Region annotation entries:

— Start —

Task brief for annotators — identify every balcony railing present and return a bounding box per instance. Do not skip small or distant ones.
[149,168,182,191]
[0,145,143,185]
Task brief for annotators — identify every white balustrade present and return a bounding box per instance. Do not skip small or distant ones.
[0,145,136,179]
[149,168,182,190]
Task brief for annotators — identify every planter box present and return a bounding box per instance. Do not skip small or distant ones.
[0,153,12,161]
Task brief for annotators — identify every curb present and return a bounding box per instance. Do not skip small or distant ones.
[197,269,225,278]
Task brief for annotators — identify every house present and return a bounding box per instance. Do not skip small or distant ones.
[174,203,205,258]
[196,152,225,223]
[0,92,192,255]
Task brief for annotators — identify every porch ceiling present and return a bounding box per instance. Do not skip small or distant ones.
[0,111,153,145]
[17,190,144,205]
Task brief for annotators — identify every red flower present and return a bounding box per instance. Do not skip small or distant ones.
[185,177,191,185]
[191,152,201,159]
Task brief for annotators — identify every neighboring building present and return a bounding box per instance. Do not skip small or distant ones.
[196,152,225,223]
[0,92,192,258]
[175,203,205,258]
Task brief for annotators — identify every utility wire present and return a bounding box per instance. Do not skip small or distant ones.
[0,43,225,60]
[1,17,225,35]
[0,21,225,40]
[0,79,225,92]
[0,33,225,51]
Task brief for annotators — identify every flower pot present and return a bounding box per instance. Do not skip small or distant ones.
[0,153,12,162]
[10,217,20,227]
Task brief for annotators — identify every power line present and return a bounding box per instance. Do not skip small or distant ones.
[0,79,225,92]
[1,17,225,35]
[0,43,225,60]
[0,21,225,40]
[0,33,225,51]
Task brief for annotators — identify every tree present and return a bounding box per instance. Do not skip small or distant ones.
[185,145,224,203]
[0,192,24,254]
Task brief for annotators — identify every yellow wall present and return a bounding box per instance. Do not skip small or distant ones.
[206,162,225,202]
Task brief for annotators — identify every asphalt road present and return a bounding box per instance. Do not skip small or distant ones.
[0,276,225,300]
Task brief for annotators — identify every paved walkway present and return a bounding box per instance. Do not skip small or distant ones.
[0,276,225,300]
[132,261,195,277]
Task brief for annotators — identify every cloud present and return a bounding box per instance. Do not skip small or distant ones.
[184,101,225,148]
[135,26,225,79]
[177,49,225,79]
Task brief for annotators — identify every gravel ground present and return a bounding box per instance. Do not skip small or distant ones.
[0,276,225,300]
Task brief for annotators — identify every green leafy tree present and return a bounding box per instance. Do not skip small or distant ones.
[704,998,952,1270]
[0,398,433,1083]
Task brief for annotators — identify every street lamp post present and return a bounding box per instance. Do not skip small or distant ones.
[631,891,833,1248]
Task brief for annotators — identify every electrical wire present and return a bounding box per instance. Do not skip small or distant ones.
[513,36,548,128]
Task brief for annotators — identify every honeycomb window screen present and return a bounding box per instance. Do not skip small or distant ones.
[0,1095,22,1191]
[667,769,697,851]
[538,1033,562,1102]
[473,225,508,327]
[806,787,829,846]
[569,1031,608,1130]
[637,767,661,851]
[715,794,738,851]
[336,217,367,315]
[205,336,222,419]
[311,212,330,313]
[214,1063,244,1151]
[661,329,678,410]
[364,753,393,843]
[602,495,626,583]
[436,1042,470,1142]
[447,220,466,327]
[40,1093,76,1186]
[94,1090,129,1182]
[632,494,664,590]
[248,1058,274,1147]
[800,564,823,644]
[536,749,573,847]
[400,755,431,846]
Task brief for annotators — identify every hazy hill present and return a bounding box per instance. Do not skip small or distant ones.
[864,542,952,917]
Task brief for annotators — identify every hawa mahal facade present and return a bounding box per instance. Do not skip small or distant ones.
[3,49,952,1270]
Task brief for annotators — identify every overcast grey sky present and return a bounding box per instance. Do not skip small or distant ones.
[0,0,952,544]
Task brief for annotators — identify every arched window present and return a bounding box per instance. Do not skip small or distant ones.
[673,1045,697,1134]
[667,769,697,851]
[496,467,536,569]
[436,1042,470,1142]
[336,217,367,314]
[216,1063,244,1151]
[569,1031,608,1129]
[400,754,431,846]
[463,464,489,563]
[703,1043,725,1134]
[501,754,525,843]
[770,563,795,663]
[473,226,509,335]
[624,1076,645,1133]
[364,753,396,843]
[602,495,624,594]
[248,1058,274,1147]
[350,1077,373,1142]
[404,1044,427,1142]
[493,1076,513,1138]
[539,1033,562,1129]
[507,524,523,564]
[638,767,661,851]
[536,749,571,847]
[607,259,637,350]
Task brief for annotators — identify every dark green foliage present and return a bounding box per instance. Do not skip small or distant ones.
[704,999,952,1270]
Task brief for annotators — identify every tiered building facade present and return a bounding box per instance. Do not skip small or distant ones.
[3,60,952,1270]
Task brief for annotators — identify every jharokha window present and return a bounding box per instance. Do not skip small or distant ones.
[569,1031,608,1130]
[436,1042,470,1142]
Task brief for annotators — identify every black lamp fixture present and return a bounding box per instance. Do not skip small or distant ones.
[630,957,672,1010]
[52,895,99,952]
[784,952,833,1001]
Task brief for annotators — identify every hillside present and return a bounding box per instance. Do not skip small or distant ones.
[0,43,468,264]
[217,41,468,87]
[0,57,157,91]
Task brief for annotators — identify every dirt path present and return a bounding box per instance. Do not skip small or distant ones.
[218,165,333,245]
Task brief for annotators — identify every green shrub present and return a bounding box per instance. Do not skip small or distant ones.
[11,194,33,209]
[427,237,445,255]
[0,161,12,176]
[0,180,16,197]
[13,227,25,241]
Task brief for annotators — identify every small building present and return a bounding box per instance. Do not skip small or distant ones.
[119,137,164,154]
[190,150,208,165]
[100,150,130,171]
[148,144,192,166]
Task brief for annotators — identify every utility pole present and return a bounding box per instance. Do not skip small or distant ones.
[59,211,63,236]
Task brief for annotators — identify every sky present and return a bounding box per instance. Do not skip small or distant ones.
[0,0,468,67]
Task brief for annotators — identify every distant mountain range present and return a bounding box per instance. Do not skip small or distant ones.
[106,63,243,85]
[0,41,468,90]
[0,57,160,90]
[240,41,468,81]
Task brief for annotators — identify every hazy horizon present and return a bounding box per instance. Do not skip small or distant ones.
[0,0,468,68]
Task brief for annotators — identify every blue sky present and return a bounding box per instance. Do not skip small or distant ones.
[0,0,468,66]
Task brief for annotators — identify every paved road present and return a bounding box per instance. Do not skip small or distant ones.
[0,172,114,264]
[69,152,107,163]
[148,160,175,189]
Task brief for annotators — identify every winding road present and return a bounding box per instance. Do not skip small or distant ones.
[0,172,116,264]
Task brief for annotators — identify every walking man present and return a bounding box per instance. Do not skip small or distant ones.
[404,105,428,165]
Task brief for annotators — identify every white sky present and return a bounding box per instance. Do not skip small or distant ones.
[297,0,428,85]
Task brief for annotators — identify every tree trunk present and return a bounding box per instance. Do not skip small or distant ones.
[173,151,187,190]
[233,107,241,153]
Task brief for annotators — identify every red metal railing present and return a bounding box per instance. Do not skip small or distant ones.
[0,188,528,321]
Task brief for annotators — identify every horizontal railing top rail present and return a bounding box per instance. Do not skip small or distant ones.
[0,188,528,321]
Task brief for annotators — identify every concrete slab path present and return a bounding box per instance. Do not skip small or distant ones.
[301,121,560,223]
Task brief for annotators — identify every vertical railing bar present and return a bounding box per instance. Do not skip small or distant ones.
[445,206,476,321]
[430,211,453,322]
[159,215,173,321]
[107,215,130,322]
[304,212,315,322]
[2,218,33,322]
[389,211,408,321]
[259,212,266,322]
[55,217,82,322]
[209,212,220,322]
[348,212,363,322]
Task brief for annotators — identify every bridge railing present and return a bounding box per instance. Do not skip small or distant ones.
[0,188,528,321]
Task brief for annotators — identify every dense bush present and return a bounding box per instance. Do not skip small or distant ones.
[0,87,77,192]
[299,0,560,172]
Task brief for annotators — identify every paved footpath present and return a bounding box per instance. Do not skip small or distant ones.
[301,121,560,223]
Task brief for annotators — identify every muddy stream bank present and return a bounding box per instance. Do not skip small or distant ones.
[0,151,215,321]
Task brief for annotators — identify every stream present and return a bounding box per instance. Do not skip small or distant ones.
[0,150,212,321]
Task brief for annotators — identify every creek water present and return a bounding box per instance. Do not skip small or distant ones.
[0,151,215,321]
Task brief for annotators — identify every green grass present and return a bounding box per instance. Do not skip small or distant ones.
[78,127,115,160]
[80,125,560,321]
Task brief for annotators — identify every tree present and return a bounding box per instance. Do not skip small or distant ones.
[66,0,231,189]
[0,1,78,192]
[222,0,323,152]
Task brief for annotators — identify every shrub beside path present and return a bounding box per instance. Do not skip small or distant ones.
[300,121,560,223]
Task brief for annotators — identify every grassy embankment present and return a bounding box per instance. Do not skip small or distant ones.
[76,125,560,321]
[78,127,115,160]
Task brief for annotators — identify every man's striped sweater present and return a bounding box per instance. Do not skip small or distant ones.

— End —

▸ Exercise prompt: Repeat the lines of the records above word for word, from the line containing "Task brief for annotators — identify every yellow" through the line containing "[132,261,195,277]", both included.

▸ Output for this exercise:
Task brief for annotators — identify every yellow wall present and return a bounding box per instance. Do not skip small or distant ones.
[206,162,225,202]
Task brief for annotators — identify every asphalt road present and return a bounding box per instance. Do not skip small or distant ones.
[0,276,225,300]
Task brief for annotators — identify every paved walkway present and return a bounding box per instance. Do not skip small or distant ones.
[0,276,225,300]
[132,261,195,277]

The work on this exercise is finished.